--- start Entries provided ---
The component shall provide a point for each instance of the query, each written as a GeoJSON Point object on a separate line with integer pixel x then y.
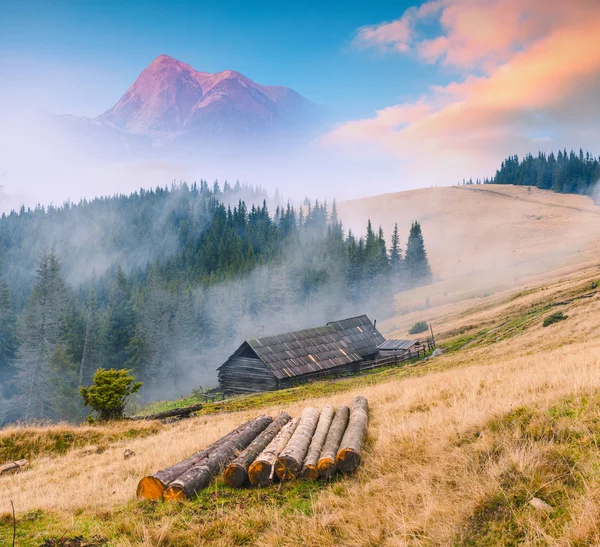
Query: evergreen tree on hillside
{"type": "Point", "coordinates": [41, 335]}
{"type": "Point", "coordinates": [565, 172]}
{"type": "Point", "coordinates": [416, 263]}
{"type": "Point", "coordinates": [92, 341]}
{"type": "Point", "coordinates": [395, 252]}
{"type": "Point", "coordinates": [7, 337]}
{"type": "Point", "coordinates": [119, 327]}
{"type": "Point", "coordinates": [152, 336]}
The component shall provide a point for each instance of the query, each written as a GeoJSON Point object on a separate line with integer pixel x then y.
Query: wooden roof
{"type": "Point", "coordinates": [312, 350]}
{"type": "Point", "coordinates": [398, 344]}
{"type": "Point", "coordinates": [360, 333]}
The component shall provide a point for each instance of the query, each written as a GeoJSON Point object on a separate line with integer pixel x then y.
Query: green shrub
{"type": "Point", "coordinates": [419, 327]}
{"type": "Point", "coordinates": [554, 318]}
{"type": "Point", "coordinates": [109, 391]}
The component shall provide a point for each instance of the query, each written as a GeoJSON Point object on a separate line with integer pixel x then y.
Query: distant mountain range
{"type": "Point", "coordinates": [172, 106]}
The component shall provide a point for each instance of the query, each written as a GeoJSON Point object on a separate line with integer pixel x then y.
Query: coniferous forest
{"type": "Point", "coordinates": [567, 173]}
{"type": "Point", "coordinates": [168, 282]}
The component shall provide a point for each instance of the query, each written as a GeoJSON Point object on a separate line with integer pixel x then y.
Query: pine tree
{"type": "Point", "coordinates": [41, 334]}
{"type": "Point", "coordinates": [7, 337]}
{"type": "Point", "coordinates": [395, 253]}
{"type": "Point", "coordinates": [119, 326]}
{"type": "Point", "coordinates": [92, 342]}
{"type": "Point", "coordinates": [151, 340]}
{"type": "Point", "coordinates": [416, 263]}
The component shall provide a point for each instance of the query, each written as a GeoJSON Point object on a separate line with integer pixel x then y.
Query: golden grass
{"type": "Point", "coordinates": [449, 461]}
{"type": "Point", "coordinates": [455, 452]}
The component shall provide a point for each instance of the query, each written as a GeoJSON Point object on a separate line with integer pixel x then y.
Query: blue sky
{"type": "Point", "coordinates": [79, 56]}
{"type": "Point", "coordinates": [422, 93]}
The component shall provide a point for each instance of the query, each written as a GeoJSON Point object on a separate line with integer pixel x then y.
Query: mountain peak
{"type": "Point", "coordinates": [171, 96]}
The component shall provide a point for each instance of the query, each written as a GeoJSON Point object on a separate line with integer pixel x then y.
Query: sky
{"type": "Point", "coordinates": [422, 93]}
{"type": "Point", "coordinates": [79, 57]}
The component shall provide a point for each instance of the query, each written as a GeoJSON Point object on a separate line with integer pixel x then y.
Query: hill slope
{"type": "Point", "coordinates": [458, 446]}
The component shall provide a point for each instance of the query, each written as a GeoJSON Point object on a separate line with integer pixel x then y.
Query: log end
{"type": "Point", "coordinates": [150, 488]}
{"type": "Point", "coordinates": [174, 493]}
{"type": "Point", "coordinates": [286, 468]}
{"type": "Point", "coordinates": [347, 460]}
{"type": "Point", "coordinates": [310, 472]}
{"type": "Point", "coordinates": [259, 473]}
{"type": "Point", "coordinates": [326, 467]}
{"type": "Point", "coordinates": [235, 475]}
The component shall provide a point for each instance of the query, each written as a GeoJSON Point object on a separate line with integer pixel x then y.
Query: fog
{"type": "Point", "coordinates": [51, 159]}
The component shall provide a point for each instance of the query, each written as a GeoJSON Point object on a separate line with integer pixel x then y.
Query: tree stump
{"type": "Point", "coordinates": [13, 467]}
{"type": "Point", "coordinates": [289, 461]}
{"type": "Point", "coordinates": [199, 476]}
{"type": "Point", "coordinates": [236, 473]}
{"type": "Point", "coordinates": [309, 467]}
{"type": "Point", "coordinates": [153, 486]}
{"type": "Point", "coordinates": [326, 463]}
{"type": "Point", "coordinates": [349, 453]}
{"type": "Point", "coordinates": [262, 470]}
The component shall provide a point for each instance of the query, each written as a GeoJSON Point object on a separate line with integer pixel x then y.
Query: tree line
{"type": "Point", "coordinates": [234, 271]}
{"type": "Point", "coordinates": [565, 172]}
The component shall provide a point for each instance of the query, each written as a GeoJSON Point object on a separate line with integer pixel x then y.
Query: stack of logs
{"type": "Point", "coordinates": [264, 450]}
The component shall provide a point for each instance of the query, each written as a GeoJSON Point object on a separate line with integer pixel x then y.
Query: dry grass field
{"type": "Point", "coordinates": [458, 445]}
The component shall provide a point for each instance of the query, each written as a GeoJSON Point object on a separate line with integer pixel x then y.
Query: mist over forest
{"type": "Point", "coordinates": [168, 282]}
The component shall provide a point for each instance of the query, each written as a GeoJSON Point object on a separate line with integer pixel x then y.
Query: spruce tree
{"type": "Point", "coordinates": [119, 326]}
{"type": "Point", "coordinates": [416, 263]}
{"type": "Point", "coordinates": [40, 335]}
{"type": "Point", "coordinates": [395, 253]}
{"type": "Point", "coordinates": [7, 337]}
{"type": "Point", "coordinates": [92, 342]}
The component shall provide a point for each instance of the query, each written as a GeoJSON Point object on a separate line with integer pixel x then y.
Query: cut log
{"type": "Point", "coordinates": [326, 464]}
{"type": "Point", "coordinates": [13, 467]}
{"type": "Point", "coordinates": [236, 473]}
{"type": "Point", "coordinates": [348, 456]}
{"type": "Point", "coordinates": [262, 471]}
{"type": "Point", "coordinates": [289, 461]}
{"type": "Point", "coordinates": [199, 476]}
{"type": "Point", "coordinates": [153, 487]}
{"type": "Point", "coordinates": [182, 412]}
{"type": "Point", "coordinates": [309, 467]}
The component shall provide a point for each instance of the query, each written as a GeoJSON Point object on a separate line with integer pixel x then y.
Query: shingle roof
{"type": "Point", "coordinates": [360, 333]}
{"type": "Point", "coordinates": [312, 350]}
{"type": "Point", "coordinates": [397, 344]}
--- end Entries provided ---
--- start Entries provided ---
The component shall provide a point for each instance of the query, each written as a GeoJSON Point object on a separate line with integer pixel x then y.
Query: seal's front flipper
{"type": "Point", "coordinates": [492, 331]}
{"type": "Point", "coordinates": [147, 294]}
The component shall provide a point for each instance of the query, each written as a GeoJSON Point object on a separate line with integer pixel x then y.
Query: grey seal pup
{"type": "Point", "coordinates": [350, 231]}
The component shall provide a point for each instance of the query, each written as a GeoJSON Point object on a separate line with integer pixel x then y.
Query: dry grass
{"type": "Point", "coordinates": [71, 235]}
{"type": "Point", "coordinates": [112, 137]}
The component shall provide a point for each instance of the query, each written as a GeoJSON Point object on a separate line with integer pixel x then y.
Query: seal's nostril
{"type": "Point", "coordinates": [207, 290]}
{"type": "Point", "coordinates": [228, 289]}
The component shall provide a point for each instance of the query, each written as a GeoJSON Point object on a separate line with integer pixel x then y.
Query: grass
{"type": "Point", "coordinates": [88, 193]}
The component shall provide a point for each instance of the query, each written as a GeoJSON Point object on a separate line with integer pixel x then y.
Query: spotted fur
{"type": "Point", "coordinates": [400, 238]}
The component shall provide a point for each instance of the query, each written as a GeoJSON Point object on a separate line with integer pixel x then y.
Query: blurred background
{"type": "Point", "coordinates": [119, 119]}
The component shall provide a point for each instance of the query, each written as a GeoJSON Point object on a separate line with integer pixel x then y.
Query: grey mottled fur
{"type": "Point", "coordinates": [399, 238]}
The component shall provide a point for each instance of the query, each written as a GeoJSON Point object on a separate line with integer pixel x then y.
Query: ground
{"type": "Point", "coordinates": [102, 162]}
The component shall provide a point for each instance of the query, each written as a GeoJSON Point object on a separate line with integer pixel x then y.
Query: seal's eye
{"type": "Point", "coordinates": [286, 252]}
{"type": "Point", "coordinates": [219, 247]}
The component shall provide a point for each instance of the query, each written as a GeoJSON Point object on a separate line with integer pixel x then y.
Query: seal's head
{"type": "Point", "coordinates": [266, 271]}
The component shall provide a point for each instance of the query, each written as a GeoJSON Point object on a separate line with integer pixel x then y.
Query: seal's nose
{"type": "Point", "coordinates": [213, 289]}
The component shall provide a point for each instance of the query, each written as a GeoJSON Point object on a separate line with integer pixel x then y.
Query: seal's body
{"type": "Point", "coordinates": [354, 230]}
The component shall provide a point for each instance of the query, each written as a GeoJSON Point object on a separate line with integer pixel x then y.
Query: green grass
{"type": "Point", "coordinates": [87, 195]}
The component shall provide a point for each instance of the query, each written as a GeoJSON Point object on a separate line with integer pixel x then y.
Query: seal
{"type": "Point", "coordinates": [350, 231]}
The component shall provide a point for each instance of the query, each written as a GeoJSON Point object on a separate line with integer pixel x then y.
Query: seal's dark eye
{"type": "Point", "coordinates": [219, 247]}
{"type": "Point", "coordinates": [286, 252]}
--- end Entries provided ---
▶ [Goal]: Extract every row above that contains the string "seal", treating the match as case-sensitive.

▶ [Answer to this problem]:
Query: seal's front flipper
Query: grey seal pup
Query: seal's nostril
Query: seal's eye
Query: seal's head
Query: seal's nose
Query: seal's body
Query: seal
Query: seal's dark eye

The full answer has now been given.